• [TRY IT]
In the abstract below, what happens to identity scores when pairwise sequence identities are computed from multiple sequence alignments instead of multiple independent pairwise alignments?

• [SOURCE TEXT]
========================
Abstract

The perpetually increasing rate at which viral full-genome sequences are being determined is creating a pressing demand for computational tools that will aid the objective classification of these genome sequences. Taxonomic classification approaches that are based on pairwise genetic identity measures are potentially highly automatable and are progressively gaining favour with the International Committee on Taxonomy of Viruses (ICTV). There are, however, various issues with the calculation of such measures that could potentially undermine the accuracy and consistency with which they can be applied to virus classification. Firstly, pairwise sequence identities computed based on multiple sequence alignments rather than on multiple independent pairwise alignments can lead to the deflation of identity scores with increasing dataset sizes. Also, when gap-characters need to be introduced during sequence alignments to account for insertions and deletions, methodological variations in the way that these characters are introduced and handled during pairwise genetic identity calculations can cause high degrees of inconsistency in the way that different methods classify the same sets of sequences. Here we present Sequence Demarcation Tool (SDT), a free user-friendly computer program that aims to provide a robust and highly reproducible means of objectively using pairwise genetic identity calculations to classify any set of nucleotide or amino acid sequences. SDT can produce publication quality pairwise identity plots and colour-coded distance matrices to further aid the classification of sequences according to ICTV approved taxonomic demarcation criteria. Besides a graphical interface version of the program for Windows computers, command-line versions of the program are available for a variety of different operating systems (including a parallel version for cluster computing platforms).
========================
• [EXERCISE DATA]
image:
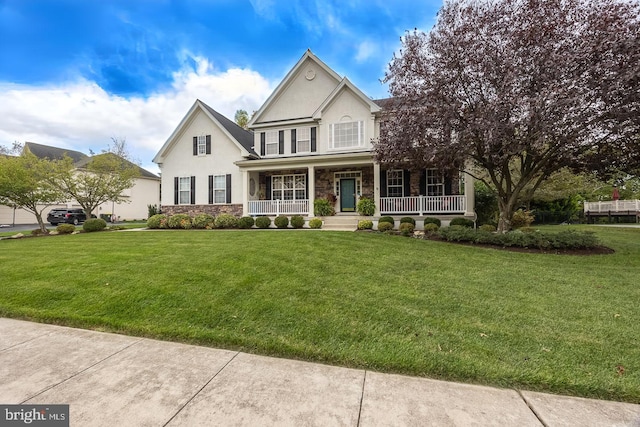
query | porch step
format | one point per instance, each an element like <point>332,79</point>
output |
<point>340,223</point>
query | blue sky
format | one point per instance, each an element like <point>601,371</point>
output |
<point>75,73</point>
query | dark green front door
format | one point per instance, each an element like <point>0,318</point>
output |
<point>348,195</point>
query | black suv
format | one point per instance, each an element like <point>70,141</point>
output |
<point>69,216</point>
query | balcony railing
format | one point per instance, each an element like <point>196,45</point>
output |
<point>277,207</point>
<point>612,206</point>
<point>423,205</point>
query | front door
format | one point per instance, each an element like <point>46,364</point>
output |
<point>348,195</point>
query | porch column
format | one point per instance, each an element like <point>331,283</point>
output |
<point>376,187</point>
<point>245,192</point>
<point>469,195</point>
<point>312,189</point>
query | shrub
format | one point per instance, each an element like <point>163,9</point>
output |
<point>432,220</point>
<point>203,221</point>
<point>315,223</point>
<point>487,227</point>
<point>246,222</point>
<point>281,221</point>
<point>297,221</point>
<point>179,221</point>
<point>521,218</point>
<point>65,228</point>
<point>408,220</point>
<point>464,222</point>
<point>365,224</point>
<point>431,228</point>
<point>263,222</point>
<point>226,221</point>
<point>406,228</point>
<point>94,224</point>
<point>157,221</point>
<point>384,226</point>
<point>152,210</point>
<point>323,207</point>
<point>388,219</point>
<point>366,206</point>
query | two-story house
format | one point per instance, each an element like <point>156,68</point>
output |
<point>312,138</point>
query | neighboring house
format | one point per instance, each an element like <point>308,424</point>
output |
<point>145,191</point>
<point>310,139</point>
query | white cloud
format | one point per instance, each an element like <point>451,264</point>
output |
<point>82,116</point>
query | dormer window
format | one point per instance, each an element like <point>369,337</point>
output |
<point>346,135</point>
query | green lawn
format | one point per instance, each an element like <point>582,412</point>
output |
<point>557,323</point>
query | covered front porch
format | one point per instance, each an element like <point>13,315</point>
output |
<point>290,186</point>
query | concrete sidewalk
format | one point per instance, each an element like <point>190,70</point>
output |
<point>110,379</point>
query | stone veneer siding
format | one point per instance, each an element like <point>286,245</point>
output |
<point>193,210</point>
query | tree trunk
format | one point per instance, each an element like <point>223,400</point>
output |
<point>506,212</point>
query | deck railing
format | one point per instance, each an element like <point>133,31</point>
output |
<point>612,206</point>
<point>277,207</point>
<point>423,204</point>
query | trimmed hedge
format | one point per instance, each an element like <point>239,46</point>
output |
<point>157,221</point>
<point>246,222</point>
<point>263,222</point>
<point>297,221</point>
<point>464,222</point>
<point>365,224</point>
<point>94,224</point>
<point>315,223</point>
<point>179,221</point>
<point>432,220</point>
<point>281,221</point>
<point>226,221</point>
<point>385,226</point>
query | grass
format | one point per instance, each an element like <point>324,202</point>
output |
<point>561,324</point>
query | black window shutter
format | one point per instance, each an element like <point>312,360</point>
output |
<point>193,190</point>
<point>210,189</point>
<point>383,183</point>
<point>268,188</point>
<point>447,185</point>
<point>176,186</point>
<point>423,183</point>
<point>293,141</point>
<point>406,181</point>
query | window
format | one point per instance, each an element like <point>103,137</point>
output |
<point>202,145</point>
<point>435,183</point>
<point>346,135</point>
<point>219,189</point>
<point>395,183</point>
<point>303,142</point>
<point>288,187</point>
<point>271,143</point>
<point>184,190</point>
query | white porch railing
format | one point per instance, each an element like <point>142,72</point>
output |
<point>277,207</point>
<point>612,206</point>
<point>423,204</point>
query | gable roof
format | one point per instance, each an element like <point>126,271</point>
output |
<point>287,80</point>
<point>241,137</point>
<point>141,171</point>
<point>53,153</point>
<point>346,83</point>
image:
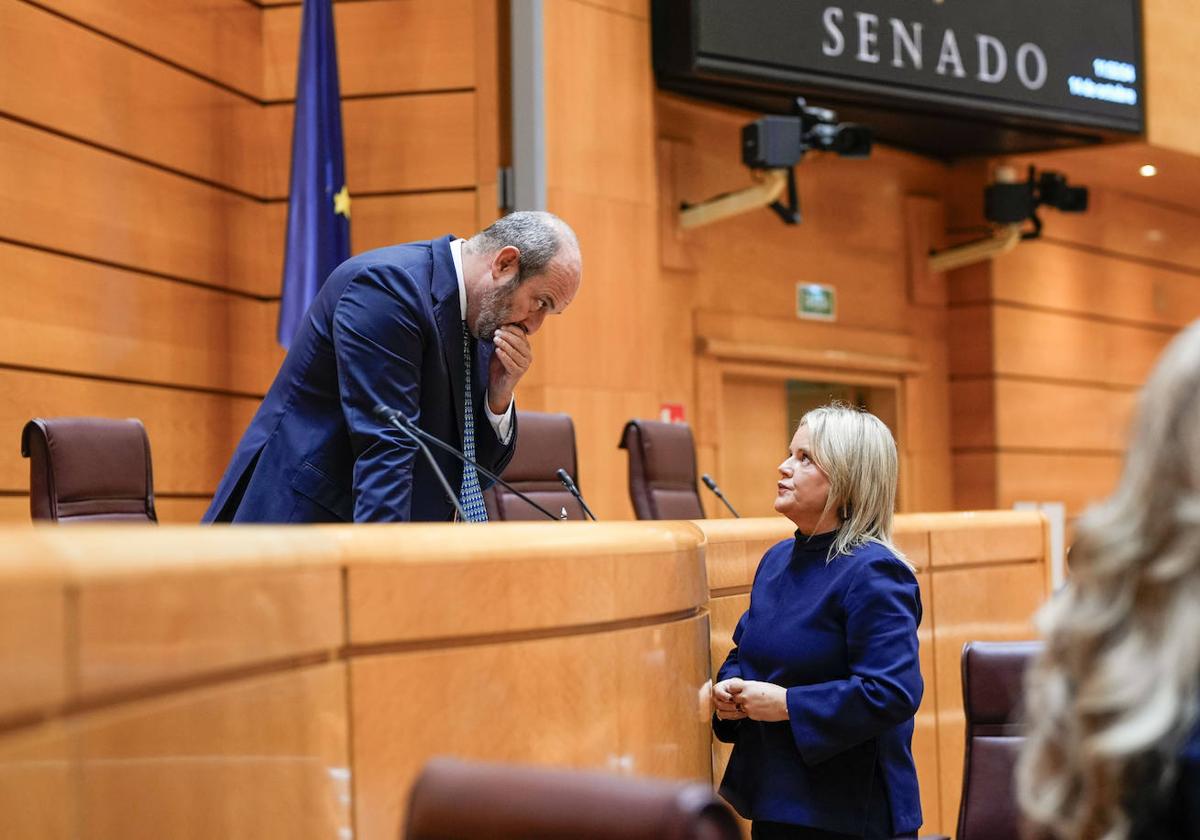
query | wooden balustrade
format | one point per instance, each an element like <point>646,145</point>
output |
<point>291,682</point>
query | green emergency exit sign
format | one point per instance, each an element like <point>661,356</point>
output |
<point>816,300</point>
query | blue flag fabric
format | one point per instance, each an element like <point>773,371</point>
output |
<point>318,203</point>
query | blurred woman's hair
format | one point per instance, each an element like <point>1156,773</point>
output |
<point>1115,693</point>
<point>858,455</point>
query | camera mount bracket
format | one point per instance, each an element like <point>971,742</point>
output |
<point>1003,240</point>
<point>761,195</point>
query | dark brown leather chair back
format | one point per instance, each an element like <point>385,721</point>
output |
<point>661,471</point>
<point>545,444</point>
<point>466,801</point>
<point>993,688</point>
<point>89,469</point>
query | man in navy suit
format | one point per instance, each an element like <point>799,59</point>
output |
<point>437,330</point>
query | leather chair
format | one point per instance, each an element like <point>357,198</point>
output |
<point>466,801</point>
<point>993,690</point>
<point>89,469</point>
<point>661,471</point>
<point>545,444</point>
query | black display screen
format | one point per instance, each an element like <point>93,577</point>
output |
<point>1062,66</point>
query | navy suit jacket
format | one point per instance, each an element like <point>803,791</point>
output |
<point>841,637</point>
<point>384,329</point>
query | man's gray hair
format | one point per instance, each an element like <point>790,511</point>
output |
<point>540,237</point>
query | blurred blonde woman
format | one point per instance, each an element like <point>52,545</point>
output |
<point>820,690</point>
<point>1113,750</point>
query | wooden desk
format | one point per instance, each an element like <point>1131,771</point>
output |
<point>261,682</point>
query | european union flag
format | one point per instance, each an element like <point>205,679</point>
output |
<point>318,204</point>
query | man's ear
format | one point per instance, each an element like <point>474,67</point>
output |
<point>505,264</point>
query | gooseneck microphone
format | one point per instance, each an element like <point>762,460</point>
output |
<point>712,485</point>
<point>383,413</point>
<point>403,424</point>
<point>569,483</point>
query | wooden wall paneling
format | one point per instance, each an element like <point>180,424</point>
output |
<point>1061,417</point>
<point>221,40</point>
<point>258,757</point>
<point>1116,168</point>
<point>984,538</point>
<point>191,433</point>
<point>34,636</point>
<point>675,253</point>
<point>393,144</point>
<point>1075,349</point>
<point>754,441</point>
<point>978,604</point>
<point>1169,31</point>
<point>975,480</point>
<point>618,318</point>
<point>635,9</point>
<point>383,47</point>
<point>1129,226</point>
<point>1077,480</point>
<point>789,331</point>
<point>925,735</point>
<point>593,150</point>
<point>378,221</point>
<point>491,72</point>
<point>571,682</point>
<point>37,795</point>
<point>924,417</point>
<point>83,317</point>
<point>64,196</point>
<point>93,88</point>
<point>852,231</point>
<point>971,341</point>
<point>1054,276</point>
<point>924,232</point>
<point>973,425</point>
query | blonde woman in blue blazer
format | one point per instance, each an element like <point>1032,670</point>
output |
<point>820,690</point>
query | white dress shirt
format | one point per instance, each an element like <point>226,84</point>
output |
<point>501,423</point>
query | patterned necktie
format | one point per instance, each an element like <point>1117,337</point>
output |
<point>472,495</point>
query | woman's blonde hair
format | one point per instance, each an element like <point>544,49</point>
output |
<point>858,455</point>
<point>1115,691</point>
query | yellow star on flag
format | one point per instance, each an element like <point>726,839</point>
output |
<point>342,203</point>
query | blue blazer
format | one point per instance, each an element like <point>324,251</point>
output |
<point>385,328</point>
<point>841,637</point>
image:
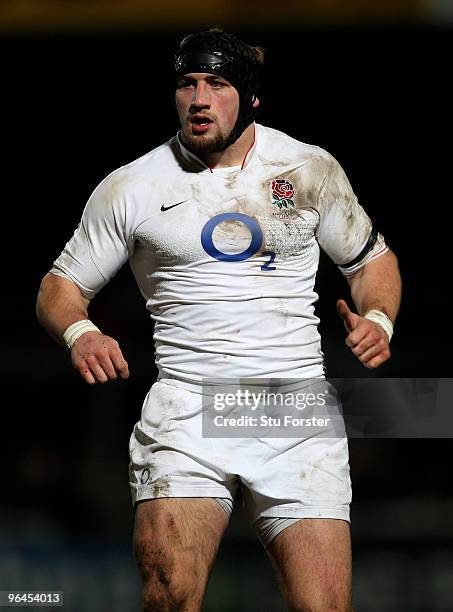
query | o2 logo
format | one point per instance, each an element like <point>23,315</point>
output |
========================
• [RESPONSE BELOW]
The identity scores become deflated as dataset sizes increase.